課題要件
下に示す歴史と善悪をめぐる文章を、最後の文に続けて書き進めてください。

そういう意味では、日々主張される「LOVE & PEACE」もまた、それ単体だけでは、世界の未来を生み出す訳でも、また結果的に歴史が創造される訳でもない。なぜなら、大枠の歴史というのは、何らかの絶対的な真実だけが唯一存在し、かつ、それを絶対軸にして一方的に紡がれてきた訳ではないからだ。つまりそれが歴史的であるとは、史実における良し悪しという単一なるスケールを遥かに凌駕(りょうが)し、むしろそれらは表裏を一体にし、絶え間の無い複雑性を総合した、超スケールの事を意味するのである。一言に「戦争」「平和」と言っても、それは単に一般的な名詞を表している訳ではない。そのような、とある歴史的な事件を名付ける名詞をも、そのたった一片の言葉だけで、総ての相互作用が内包されているという完璧さそのものは、一切存在しないのだ。

 

つまりは、ある歴史的事件に良し悪しを言う時、それはどのように議論を煮詰めても、結果的には、完全に個人的な感想という範疇からは、決して逃れられないという事である。そしてあらゆる歴史的史実が、複雑に混在化された多面的多様性の上でこそ、その歴史的スケールの存在が可能になるのだ。歴史とは、終わらない議論の過程の裡にこそ存在する。論議が絶え間なく移り変わるその狭間にこそ、歴史の本質は宿っているのである。そこでは、あらゆる現象が歴史という複雑系に内包され、かつそれらが複合的に作用し合いながら、混沌未分なる人類史全体を創り上げているのだ。そこには正と負の作用も共にあり、またそれの逆の作用もある。正は時に負となり、また時に負は正に作用する。よってそれらの要素が巨視的なレベルで、逆説的超スケールを発生させながら、カオティックに歴史的ダイナミズムを躍動させているのだ。

 

またこうも言えるだろう。つまり「歴史」という全体性には「正」も「負」もない。また「善」も「悪」も、もちろんあり得ない。「歴史」とはまさに、このような正と負の、そして善と悪との作用によって、不断に脈動しているものであると。またそれらは歴史的な超スケールの裡で複雑怪奇に「今」と相互作用しているのだ。また、時にそれ以上の多様な次元をも包摂しながらも、それらはお互いにその一切を余す事もなく、夥しく切磋琢磨しながら、人類の歴史というものを築き上げてきたのだ。

保存データ
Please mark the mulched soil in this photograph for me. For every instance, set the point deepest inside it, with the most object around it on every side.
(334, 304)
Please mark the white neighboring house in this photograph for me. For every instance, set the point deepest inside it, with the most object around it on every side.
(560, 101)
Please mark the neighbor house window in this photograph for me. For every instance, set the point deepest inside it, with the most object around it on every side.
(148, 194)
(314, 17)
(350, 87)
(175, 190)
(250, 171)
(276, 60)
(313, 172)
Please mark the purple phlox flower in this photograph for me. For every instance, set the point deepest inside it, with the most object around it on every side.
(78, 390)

出力結果
そういう意味で、「LOVE & PEACE」のように、それのただ一方のみが作用しているだけでは、これからの歴史が構築されて行く事は、まずあり得ない。またそれと全く同じ構造で、もちろん戦争「だけ」でも、歴史は成り立っては行かないのである。つまりどちらか一方だけの結論では、新たな歴史というのは、生まれないのだ。よってその両方が作用し合ってこそ、「戦争」と「LOVE & PEACE」とが両立する訳である。これが歴史という本質なのだ。しかも更にいえば、このどちらかが一方的に不要なのだという事も決してないのである。そう「戦争」と「平和」こそ、それらは互いに両立してこそ、戦争と平和の、両方の存在意義を確かなものにするのである。むしろそのどちらもが、歴史という全体を成す、重要な構成要素であるのだ。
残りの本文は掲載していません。